— Stored dataset items —
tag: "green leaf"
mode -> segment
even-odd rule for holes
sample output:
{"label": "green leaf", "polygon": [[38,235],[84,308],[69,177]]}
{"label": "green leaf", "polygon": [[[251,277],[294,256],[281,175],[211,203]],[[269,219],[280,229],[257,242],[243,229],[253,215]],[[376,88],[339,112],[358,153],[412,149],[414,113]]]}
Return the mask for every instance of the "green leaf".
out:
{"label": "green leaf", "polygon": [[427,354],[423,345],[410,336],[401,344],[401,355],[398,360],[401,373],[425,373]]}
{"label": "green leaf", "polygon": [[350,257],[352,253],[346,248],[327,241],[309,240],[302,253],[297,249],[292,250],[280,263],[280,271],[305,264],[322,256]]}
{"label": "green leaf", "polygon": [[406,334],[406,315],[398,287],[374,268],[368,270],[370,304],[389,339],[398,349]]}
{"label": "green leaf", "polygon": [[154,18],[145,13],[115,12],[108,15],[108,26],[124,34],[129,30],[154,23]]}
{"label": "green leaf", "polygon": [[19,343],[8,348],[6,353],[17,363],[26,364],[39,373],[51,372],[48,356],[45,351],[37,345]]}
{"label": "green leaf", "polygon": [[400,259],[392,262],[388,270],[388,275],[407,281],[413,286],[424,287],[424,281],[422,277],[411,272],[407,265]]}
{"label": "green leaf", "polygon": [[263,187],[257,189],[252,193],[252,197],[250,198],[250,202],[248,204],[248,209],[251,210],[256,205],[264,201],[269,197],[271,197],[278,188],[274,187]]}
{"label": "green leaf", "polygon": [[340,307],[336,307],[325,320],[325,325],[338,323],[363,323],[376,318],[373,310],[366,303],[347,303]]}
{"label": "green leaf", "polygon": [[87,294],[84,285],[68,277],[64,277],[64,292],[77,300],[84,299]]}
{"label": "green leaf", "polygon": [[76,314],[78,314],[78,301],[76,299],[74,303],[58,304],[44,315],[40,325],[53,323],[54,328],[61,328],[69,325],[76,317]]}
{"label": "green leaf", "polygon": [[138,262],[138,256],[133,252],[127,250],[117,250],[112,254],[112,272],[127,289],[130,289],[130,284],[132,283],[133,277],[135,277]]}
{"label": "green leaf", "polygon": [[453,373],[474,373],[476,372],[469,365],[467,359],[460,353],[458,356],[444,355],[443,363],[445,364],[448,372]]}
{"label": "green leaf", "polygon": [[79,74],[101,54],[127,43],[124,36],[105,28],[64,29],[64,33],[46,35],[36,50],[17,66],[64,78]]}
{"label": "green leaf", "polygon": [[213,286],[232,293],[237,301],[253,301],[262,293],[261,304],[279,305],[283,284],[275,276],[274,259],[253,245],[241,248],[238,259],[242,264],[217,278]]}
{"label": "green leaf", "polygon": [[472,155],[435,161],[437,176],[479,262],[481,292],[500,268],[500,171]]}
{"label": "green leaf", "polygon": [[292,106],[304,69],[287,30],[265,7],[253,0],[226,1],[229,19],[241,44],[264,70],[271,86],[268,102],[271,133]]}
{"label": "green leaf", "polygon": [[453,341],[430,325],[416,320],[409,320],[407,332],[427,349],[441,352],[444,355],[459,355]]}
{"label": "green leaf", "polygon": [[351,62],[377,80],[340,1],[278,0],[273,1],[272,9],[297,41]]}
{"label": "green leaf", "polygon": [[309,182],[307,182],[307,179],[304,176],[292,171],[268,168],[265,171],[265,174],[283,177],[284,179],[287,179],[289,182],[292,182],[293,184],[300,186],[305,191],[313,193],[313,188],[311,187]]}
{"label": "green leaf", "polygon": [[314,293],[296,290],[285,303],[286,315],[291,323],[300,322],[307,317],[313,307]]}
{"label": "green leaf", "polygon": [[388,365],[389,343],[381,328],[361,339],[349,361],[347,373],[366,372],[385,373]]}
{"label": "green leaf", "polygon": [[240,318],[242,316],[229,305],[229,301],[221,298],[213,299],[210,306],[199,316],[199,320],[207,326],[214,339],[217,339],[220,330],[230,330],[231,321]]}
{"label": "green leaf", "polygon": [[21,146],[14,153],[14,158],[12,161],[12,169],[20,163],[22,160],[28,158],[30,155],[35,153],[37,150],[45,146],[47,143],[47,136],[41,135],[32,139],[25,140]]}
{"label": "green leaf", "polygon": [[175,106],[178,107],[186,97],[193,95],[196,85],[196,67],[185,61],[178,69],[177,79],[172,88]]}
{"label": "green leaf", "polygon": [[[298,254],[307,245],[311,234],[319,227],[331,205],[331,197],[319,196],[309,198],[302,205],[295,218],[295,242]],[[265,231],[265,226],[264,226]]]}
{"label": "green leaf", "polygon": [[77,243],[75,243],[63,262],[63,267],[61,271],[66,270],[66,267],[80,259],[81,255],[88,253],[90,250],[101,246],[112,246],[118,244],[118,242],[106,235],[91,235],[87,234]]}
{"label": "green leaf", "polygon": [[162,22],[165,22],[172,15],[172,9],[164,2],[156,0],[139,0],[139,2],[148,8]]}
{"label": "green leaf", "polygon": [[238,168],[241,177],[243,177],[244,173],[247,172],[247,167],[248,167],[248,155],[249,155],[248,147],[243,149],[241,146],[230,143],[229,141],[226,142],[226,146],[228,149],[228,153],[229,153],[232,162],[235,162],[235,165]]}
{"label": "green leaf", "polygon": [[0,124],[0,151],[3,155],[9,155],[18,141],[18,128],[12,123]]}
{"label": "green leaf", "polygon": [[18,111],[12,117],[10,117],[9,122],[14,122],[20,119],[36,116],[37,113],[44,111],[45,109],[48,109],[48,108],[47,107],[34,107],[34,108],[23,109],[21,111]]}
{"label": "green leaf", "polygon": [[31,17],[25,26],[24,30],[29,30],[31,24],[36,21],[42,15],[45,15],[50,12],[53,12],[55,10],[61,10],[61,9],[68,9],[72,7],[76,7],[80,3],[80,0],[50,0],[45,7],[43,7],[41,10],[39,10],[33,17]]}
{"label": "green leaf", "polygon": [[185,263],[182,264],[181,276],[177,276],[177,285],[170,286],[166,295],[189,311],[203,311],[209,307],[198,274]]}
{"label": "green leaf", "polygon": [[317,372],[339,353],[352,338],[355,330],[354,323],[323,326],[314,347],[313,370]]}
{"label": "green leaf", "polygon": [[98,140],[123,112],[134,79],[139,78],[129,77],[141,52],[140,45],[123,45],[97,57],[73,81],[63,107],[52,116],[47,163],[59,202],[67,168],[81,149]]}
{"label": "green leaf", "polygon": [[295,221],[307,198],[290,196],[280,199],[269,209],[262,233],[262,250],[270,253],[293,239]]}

— WHAT IS NEEDED —
Write out the part of the entries that opens with their first line and closes with the line containing "Return the mask", keeping every line as it is.

— ANSWER TO THE EXERCISE —
tag: "green leaf"
mode -> segment
even-odd rule for holes
sample output:
{"label": "green leaf", "polygon": [[38,235],[84,308],[69,177]]}
{"label": "green leaf", "polygon": [[[251,277],[294,256],[281,175],[211,203]],[[269,219],[280,229],[257,242],[243,229],[253,215]],[[376,88],[339,112],[358,153],[412,149],[414,113]]]}
Return the mask for every instance of the "green leaf".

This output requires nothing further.